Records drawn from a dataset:
§ §

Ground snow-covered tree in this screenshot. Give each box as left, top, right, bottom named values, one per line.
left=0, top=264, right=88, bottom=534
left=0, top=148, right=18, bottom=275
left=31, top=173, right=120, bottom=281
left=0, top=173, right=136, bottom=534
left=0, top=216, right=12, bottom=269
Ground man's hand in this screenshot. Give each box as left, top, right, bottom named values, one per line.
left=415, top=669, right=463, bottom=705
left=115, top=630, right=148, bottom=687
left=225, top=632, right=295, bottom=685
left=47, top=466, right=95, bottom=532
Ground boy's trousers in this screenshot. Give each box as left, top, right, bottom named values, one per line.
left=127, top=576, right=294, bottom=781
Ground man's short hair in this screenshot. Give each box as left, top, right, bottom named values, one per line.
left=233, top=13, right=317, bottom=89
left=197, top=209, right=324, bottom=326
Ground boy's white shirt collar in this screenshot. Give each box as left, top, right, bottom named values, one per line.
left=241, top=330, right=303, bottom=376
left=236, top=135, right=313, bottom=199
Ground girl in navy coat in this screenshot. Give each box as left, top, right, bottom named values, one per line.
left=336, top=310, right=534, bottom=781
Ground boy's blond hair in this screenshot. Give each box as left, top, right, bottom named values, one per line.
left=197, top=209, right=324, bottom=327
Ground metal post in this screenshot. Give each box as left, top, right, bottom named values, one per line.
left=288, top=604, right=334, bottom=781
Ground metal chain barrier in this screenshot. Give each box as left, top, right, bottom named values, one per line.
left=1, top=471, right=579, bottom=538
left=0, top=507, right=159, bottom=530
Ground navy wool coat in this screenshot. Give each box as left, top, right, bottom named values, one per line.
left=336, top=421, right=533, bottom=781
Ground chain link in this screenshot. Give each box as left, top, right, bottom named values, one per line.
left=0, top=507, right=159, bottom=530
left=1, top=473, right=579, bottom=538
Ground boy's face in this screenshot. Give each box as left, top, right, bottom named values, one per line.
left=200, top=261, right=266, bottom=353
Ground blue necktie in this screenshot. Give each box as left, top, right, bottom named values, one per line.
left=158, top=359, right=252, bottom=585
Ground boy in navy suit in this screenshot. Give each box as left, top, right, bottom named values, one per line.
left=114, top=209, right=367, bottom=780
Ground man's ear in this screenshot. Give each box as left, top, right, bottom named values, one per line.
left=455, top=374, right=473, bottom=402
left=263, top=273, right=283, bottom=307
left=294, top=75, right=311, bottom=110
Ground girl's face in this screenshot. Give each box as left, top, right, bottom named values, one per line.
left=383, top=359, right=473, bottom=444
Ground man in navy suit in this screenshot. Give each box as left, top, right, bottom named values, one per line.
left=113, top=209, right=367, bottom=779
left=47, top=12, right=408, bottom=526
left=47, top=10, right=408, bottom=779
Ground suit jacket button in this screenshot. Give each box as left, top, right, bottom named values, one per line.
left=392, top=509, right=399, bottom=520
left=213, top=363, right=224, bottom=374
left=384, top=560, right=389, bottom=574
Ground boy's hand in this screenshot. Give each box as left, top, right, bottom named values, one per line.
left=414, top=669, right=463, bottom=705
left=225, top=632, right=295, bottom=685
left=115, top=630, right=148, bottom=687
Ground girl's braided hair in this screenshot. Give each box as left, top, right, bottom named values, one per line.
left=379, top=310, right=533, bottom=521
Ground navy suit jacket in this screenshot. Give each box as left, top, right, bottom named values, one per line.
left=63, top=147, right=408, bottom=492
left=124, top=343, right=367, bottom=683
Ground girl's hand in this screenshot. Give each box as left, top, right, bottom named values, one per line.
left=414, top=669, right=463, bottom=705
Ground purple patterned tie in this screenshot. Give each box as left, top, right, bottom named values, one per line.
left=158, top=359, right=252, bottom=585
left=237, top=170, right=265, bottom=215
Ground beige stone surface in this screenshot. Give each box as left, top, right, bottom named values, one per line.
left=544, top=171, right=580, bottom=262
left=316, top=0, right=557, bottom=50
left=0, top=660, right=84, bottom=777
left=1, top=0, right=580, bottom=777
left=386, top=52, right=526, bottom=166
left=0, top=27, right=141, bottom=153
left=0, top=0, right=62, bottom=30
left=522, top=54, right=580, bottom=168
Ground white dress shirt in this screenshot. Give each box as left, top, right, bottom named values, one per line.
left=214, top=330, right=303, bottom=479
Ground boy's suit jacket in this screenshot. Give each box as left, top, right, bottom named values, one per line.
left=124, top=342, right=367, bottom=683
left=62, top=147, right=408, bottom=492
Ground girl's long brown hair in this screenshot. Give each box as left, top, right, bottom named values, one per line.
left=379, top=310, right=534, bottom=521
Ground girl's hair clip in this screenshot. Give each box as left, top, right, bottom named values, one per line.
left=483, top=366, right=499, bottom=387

§ §

- **EXERCISE GOAL**: Every entry should be given again exactly as written.

- **FINAL ANSWER**:
Ground snow-covered tree in this screenshot. Give each box as left, top, right, bottom named values, one per line.
left=0, top=264, right=88, bottom=534
left=0, top=148, right=18, bottom=275
left=31, top=173, right=120, bottom=281
left=0, top=173, right=136, bottom=534
left=0, top=216, right=12, bottom=269
Ground man's hand in this screenshot. Give each box as left, top, right, bottom named values, one per line.
left=415, top=669, right=463, bottom=705
left=115, top=630, right=148, bottom=687
left=225, top=632, right=295, bottom=685
left=47, top=466, right=95, bottom=532
Ground boy's trousers in this screenshot. Give each box as left, top, right, bottom named values, one per line.
left=127, top=576, right=294, bottom=781
Ground man's short hair in this screenshot. Give each box as left, top, right, bottom named values, one per line.
left=233, top=13, right=317, bottom=89
left=197, top=209, right=324, bottom=326
Ground boy's white shirt collar in this screenshot. Give each box as left, top, right, bottom named values, one per line.
left=241, top=330, right=303, bottom=376
left=236, top=135, right=313, bottom=199
Ground girl in navy coat in this screenshot. Give each box as left, top, right, bottom named values, one per line.
left=336, top=310, right=534, bottom=781
Ground boy's blond hair in this screenshot. Give each box as left, top, right, bottom named values, one per line.
left=197, top=209, right=324, bottom=327
Ground metal post in this screenshot. Give each box as left, top, right, bottom named values, one per line.
left=288, top=604, right=334, bottom=781
Ground metal chain barrier in this screenshot. Give each box as left, top, right, bottom named values, one per line.
left=1, top=471, right=579, bottom=538
left=0, top=507, right=159, bottom=530
Ground navy wool coat in this screenshot. Give each box as left, top, right, bottom named values, one per line.
left=336, top=421, right=533, bottom=781
Ground chain link in this screenshot. Give each box as left, top, right, bottom named values, one per line.
left=0, top=507, right=159, bottom=530
left=1, top=473, right=579, bottom=538
Ground boy's face in this screenshot. Give each box as left, top, right, bottom named values, one per line.
left=200, top=261, right=266, bottom=353
Ground blue necktie in this screenshot. Give each box as left, top, right, bottom named values, one per line.
left=158, top=359, right=252, bottom=585
Ground boy in navy suit in this screenshot. Give each box as left, top, right, bottom named values, one per line.
left=114, top=209, right=367, bottom=780
Ground man's ear in this screenshot. Give each box as left, top, right, bottom named values, one per line.
left=455, top=374, right=473, bottom=402
left=263, top=273, right=283, bottom=307
left=294, top=75, right=311, bottom=110
Ground girl's face in this screenshot. Give each box as left, top, right, bottom named values, one per line.
left=383, top=359, right=473, bottom=444
Ground man in navy suit in this screenshot. Give each box as left, top, right, bottom named values, one per line.
left=113, top=209, right=367, bottom=779
left=47, top=12, right=408, bottom=526
left=47, top=10, right=408, bottom=779
Ground suit jacket button in this screenshot. Give each box as left, top, right, bottom named values, one per line.
left=392, top=509, right=399, bottom=520
left=213, top=363, right=224, bottom=374
left=384, top=560, right=389, bottom=574
Ground boy's hand in this screenshot. Give each box as left, top, right, bottom named values, one per line.
left=414, top=669, right=463, bottom=705
left=225, top=632, right=295, bottom=685
left=115, top=630, right=148, bottom=687
Ground girl's braided hair in this screenshot. Give each box as left, top, right, bottom named values, one per line.
left=379, top=310, right=533, bottom=521
Ground navy suit jacket in this screenshot. Give each box as left, top, right, bottom named values, one per line.
left=63, top=147, right=408, bottom=492
left=124, top=343, right=367, bottom=683
Ground girl's hand in this screenshot. Give each box as left, top, right, bottom named values, one per line.
left=414, top=669, right=463, bottom=705
Ground purple patterned tie in this screenshot. Give each box as left, top, right, bottom named values, one per line.
left=158, top=359, right=252, bottom=585
left=237, top=170, right=265, bottom=215
Ground beige stone surface in this screenshot. Give each box as left, top, right, bottom named values, one per line.
left=544, top=171, right=580, bottom=262
left=316, top=0, right=557, bottom=50
left=0, top=660, right=84, bottom=777
left=1, top=0, right=580, bottom=777
left=386, top=52, right=526, bottom=166
left=0, top=27, right=141, bottom=153
left=0, top=0, right=62, bottom=30
left=522, top=54, right=580, bottom=168
Ground white dress shirt in this screenshot. Give each box as left, top, right, bottom named values, one per line.
left=214, top=330, right=303, bottom=479
Ground boy's suit jacket in this screenshot. Give each box as left, top, right, bottom named values, one per line.
left=124, top=342, right=367, bottom=683
left=62, top=147, right=408, bottom=492
Ground girl's long brown hair in this screenshot. Give each box as left, top, right, bottom named values, one per line.
left=379, top=310, right=534, bottom=521
Ground girl's hair clip in this screenshot. Give each box as left, top, right, bottom named values, one per line.
left=483, top=366, right=499, bottom=387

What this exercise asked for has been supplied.